Quoted passage →
::::::::

Does relativity objectively define entropy? In his undergraduate text "Spacetime Physics", Wheeler points out that there is always a fourth component to momentum and energy interactions, because the internal motion of the objects involved will change over time for reasons different from their macroscopic motion.  The deformation of impact creates heat, for instance.  Outside of energy known to be produced by some process within the object, is this the only contributor?
If that makes sense, consider this thought-experiment: 
If we imagine a totally ordered solid, no vibration, at absolute zero, etc., then every particle in it contributes to its total mass exactly the rest mass of the particle itself.
So let time pass.  The objects entropy will increase.  That means that the particles are now moving relative to the frame of reference of the solid's center of mass.  So it should increase very slightly in mass.  Each moving particle will see a slight increase due to the effects of its motion relativistically.

::::::::

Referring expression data
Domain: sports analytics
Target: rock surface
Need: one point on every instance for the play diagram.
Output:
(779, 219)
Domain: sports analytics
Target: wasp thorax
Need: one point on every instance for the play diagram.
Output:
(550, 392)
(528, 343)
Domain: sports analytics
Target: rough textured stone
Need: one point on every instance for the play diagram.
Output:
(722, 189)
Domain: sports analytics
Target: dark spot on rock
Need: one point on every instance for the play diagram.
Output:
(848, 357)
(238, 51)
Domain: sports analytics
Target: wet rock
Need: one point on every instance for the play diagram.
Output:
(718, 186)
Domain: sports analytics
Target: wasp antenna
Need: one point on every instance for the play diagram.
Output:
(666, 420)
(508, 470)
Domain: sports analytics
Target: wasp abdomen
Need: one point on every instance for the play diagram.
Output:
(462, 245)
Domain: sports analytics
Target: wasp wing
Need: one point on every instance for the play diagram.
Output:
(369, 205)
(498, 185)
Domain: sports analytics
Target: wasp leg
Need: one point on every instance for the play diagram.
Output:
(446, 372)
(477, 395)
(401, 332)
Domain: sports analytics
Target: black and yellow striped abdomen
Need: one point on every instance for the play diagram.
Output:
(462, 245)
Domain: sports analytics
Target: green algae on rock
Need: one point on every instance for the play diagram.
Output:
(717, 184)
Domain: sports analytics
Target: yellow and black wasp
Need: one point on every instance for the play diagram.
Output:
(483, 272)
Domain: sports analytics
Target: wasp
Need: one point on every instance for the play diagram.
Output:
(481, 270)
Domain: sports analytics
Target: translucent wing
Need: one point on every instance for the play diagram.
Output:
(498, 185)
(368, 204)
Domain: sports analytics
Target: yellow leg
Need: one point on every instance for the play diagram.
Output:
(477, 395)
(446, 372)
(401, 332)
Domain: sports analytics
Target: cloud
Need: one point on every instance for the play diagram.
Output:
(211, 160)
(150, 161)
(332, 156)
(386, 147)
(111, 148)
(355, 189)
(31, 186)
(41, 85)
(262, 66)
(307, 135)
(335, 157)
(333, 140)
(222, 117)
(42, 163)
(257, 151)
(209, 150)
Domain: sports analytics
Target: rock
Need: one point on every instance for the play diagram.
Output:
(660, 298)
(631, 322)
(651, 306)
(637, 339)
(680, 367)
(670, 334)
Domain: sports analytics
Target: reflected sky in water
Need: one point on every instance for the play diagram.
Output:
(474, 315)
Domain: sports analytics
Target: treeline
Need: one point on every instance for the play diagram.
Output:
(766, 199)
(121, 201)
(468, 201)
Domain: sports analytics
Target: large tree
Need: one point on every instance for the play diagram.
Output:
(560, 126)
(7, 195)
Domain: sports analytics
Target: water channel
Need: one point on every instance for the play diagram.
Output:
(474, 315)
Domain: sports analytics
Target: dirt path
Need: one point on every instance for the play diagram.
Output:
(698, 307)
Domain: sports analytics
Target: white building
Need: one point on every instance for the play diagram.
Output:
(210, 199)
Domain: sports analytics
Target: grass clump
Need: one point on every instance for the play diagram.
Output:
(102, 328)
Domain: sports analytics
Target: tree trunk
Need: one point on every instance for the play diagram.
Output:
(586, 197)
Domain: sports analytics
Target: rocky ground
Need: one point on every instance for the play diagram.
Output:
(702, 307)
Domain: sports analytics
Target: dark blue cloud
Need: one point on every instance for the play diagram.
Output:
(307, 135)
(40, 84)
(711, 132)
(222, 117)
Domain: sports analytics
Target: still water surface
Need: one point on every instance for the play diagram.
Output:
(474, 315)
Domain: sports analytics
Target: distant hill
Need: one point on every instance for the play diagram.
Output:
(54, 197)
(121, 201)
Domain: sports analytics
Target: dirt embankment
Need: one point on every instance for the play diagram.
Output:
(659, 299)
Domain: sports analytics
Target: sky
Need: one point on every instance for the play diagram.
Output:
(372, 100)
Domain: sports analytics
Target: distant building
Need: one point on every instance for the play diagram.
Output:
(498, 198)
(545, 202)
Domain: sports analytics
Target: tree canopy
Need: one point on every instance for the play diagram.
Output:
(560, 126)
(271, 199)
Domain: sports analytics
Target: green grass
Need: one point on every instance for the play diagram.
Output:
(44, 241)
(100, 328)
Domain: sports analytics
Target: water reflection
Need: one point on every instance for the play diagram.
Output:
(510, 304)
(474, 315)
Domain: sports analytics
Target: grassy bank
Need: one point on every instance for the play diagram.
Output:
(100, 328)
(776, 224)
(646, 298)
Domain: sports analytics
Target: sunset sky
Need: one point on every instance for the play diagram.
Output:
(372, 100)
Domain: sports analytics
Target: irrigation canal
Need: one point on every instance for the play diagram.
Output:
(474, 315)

::::::::

Work item →
Please translate this sentence from the post on relativity and entropy into Spanish: "The deformation of impact creates heat, for instance." This data has nothing to do with the post on relativity and entropy.

Response to this task →
La deformación del impacto genera calor, por ejemplo.